→ **INSTRUCTIONS FOR THE TASK**:
Copy exactly, and only, the lines from the line containing "Check that each instance of the pier" through the last line of the records below, both included.
***
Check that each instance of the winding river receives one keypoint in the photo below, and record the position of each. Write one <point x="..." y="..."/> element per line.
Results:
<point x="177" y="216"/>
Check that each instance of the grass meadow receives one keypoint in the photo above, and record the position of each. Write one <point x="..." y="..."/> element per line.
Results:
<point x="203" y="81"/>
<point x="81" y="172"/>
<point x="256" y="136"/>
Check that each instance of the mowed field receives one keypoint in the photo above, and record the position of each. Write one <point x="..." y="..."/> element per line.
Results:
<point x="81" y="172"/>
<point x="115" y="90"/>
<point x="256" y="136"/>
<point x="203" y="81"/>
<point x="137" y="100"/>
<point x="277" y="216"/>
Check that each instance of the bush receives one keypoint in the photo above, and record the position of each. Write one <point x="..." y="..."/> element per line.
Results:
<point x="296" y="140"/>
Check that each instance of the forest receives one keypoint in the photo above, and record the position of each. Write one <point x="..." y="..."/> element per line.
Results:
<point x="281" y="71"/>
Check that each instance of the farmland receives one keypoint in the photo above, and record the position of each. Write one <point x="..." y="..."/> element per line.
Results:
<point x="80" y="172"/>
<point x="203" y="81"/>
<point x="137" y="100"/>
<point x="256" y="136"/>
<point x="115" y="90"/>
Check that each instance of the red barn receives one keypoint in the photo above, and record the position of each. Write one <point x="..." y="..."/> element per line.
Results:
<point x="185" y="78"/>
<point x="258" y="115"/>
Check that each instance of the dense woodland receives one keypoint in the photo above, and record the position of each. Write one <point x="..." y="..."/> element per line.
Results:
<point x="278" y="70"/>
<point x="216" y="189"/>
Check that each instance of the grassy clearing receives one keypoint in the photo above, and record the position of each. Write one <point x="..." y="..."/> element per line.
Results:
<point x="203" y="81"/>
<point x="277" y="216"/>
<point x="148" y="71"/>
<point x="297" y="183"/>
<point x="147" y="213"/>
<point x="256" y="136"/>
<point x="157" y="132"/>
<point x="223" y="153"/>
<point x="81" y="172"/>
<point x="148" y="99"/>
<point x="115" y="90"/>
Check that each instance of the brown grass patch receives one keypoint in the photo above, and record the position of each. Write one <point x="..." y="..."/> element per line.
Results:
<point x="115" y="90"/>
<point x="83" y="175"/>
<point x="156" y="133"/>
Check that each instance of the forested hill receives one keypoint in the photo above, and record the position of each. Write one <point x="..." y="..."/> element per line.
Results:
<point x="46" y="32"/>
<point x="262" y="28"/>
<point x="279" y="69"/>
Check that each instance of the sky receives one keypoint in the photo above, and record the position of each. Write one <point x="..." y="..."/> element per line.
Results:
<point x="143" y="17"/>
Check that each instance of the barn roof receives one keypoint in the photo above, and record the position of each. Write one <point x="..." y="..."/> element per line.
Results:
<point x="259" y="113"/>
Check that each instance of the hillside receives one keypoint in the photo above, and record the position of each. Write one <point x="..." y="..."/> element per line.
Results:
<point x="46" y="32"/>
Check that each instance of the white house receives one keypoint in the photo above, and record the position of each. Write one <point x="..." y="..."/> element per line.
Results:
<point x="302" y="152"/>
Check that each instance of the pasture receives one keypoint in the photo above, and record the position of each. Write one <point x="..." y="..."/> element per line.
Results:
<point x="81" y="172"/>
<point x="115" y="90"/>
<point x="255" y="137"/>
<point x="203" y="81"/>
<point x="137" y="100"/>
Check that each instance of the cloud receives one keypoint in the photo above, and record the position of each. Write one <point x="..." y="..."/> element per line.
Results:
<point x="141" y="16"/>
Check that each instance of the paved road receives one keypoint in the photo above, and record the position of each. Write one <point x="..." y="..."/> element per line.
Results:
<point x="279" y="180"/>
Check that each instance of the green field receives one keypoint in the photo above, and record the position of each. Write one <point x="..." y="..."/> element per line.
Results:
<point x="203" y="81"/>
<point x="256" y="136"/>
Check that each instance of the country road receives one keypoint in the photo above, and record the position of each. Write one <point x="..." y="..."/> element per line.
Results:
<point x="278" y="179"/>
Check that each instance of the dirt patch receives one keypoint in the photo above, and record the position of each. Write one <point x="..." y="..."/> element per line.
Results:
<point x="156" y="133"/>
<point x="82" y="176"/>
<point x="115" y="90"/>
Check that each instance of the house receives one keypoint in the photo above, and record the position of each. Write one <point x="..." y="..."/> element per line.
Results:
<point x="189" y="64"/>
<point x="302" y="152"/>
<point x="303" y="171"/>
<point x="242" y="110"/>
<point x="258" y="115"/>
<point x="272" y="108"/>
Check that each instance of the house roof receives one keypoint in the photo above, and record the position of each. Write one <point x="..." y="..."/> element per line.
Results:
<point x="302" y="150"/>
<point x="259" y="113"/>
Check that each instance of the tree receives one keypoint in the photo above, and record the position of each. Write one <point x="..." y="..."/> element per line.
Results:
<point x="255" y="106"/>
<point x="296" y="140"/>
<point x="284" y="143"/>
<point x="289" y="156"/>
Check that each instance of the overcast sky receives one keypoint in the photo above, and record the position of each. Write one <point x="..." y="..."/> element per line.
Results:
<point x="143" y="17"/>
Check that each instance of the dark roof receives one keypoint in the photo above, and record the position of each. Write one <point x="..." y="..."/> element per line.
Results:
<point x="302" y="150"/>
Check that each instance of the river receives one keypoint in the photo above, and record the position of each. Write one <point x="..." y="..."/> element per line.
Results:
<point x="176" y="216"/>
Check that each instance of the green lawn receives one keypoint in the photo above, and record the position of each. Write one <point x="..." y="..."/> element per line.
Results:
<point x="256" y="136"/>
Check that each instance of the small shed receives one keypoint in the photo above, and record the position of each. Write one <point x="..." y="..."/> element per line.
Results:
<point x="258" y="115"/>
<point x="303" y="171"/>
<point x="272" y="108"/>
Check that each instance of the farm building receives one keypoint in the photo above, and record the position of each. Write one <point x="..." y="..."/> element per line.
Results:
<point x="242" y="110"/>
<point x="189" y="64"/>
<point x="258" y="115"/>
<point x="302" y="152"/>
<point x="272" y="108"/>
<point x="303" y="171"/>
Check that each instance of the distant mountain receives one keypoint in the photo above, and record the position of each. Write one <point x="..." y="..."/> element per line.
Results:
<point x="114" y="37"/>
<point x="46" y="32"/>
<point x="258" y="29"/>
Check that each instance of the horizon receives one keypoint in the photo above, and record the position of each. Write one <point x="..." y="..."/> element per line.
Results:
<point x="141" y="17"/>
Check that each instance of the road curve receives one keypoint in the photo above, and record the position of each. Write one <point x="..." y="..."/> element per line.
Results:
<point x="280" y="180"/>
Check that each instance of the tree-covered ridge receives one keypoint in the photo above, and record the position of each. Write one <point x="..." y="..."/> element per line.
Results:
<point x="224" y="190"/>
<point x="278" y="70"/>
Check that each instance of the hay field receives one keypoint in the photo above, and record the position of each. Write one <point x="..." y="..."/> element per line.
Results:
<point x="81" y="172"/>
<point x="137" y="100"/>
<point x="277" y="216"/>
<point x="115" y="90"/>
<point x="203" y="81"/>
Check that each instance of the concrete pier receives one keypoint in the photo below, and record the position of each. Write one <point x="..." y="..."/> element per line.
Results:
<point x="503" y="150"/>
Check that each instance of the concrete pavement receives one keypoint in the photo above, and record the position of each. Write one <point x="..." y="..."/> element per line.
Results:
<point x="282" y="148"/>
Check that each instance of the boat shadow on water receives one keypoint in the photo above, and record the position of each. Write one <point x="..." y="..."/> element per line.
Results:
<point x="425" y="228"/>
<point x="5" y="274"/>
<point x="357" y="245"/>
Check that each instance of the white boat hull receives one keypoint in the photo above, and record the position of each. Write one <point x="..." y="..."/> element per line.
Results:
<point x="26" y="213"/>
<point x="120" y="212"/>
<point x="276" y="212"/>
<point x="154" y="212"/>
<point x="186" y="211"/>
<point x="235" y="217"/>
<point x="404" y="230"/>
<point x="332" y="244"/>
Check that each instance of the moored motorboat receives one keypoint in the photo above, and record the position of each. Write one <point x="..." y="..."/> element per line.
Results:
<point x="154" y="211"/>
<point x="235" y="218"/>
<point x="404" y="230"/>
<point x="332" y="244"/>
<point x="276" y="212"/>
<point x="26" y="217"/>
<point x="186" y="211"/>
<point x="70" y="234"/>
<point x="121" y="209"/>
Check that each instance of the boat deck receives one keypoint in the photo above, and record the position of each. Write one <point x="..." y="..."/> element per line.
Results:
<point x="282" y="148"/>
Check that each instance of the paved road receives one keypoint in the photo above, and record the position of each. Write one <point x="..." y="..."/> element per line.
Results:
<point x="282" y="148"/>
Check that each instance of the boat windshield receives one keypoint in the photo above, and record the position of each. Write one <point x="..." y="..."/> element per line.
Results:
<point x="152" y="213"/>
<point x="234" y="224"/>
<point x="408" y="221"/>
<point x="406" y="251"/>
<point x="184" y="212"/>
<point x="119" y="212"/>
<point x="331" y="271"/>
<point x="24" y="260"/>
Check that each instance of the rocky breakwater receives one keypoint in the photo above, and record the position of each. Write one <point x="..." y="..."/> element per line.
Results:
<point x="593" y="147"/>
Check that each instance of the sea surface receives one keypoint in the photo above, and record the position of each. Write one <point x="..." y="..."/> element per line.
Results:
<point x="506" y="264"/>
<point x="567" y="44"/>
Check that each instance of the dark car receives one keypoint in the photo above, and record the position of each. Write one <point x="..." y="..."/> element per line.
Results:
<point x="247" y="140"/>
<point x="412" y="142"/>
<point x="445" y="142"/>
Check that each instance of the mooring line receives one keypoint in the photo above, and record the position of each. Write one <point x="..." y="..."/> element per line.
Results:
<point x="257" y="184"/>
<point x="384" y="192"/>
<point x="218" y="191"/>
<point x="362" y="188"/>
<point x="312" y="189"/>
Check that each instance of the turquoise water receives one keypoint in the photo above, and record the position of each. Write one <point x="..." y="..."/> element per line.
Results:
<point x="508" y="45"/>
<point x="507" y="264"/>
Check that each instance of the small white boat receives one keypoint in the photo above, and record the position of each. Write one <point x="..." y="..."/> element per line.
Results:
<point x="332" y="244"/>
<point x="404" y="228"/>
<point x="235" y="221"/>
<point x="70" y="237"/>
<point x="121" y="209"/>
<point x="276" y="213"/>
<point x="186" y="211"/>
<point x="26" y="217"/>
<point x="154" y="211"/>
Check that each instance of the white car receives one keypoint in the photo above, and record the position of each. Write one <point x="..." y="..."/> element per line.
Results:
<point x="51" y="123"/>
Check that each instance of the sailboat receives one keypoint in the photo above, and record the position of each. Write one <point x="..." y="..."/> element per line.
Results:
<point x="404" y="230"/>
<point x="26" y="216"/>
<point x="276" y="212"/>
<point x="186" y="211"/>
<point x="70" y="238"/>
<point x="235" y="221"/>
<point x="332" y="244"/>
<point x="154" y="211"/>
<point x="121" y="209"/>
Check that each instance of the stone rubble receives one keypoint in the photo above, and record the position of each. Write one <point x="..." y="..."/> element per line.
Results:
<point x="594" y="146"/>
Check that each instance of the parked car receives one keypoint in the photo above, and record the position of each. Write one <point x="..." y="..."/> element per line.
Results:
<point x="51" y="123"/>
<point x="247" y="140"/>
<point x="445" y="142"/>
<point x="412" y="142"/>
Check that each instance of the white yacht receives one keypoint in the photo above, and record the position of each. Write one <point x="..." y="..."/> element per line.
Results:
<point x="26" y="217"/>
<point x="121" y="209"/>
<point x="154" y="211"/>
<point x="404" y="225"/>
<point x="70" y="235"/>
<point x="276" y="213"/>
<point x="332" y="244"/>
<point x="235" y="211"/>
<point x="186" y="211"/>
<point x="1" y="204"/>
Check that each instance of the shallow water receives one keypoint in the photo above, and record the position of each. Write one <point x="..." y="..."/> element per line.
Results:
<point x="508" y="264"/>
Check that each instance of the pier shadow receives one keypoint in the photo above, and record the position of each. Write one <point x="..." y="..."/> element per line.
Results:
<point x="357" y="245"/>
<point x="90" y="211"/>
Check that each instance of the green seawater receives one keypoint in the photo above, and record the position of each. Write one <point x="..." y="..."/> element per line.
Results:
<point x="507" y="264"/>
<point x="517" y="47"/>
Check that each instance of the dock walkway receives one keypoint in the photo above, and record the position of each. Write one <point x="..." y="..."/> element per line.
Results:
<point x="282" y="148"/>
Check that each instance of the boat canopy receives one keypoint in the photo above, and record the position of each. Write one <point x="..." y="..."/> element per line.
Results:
***
→ **EXERCISE OUTPUT**:
Check that each instance of the pier shadow receives one keypoint in the photo above, and record the position of each. Write one <point x="..." y="..."/> element per line.
Results:
<point x="357" y="245"/>
<point x="90" y="211"/>
Check that each instance of the green seawater receives one keypoint in the photo above, and record the position of each. Write one <point x="..." y="..."/> element per line.
Results:
<point x="507" y="264"/>
<point x="517" y="47"/>
Check that each instance of the dock walkway receives one keypoint in the photo above, and record the position of each. Write one <point x="..." y="..."/> element per line.
Results:
<point x="282" y="148"/>
Check that each instance of the boat canopy receives one keypoint in the photo above, and record the position of each. Write one <point x="..." y="..."/> element per line.
Results:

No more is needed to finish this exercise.